> [PROBLEM]:
Could you print every record below exactly as written?

(Stored items)
-------------------------
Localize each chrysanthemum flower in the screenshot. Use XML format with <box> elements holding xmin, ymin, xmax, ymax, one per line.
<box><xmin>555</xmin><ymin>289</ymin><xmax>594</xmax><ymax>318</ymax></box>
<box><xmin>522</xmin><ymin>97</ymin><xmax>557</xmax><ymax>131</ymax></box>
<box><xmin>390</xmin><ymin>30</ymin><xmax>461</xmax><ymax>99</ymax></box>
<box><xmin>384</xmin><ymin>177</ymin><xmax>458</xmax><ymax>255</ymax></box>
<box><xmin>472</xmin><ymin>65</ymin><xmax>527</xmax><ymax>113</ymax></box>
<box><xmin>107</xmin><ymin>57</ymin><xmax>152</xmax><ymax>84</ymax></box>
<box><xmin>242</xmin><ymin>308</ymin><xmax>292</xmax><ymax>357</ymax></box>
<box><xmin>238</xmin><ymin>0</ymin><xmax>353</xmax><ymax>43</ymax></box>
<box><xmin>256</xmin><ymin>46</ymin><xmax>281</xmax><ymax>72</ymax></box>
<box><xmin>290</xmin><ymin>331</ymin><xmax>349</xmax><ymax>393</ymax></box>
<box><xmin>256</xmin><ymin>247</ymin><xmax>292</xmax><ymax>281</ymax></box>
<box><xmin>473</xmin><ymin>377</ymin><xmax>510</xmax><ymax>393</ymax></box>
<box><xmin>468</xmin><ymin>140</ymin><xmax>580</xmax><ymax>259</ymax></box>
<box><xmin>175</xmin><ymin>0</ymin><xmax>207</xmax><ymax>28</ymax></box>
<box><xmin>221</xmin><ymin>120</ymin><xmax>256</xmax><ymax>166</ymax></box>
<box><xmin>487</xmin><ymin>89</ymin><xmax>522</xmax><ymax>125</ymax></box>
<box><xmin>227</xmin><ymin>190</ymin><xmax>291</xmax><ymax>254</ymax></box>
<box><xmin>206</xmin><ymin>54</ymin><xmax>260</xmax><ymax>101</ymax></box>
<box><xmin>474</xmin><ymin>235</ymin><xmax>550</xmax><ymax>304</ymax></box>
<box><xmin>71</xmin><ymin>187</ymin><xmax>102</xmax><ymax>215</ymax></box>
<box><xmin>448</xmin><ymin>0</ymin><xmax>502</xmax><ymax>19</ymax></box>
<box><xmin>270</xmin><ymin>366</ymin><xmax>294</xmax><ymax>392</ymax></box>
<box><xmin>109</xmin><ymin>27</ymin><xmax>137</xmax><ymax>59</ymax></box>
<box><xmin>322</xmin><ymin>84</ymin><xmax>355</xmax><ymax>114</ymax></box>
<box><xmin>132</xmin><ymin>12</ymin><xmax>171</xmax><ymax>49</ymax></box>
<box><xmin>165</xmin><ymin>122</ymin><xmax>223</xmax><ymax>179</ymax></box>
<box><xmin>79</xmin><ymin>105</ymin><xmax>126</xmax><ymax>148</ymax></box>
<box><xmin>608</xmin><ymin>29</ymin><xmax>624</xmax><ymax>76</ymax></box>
-------------------------
> [RESPONSE]:
Localize each chrysanthemum flower in the screenshot. Use XML format with <box> elements holding xmin, ymin, xmax, ymax, one per line.
<box><xmin>555</xmin><ymin>289</ymin><xmax>594</xmax><ymax>318</ymax></box>
<box><xmin>522</xmin><ymin>97</ymin><xmax>557</xmax><ymax>131</ymax></box>
<box><xmin>390</xmin><ymin>30</ymin><xmax>461</xmax><ymax>99</ymax></box>
<box><xmin>384</xmin><ymin>177</ymin><xmax>458</xmax><ymax>255</ymax></box>
<box><xmin>472</xmin><ymin>65</ymin><xmax>527</xmax><ymax>113</ymax></box>
<box><xmin>107</xmin><ymin>57</ymin><xmax>152</xmax><ymax>84</ymax></box>
<box><xmin>242</xmin><ymin>308</ymin><xmax>292</xmax><ymax>357</ymax></box>
<box><xmin>238</xmin><ymin>0</ymin><xmax>353</xmax><ymax>43</ymax></box>
<box><xmin>256</xmin><ymin>46</ymin><xmax>281</xmax><ymax>72</ymax></box>
<box><xmin>290</xmin><ymin>331</ymin><xmax>349</xmax><ymax>393</ymax></box>
<box><xmin>256</xmin><ymin>247</ymin><xmax>292</xmax><ymax>281</ymax></box>
<box><xmin>473</xmin><ymin>377</ymin><xmax>510</xmax><ymax>393</ymax></box>
<box><xmin>468</xmin><ymin>140</ymin><xmax>580</xmax><ymax>259</ymax></box>
<box><xmin>175</xmin><ymin>0</ymin><xmax>207</xmax><ymax>28</ymax></box>
<box><xmin>221</xmin><ymin>120</ymin><xmax>256</xmax><ymax>166</ymax></box>
<box><xmin>487</xmin><ymin>89</ymin><xmax>522</xmax><ymax>125</ymax></box>
<box><xmin>227</xmin><ymin>190</ymin><xmax>291</xmax><ymax>254</ymax></box>
<box><xmin>206</xmin><ymin>54</ymin><xmax>260</xmax><ymax>101</ymax></box>
<box><xmin>474</xmin><ymin>235</ymin><xmax>550</xmax><ymax>304</ymax></box>
<box><xmin>71</xmin><ymin>187</ymin><xmax>102</xmax><ymax>215</ymax></box>
<box><xmin>448</xmin><ymin>0</ymin><xmax>502</xmax><ymax>19</ymax></box>
<box><xmin>270</xmin><ymin>366</ymin><xmax>294</xmax><ymax>392</ymax></box>
<box><xmin>109</xmin><ymin>27</ymin><xmax>137</xmax><ymax>59</ymax></box>
<box><xmin>322</xmin><ymin>84</ymin><xmax>355</xmax><ymax>114</ymax></box>
<box><xmin>132</xmin><ymin>12</ymin><xmax>171</xmax><ymax>49</ymax></box>
<box><xmin>165</xmin><ymin>122</ymin><xmax>223</xmax><ymax>179</ymax></box>
<box><xmin>79</xmin><ymin>105</ymin><xmax>126</xmax><ymax>148</ymax></box>
<box><xmin>608</xmin><ymin>29</ymin><xmax>624</xmax><ymax>76</ymax></box>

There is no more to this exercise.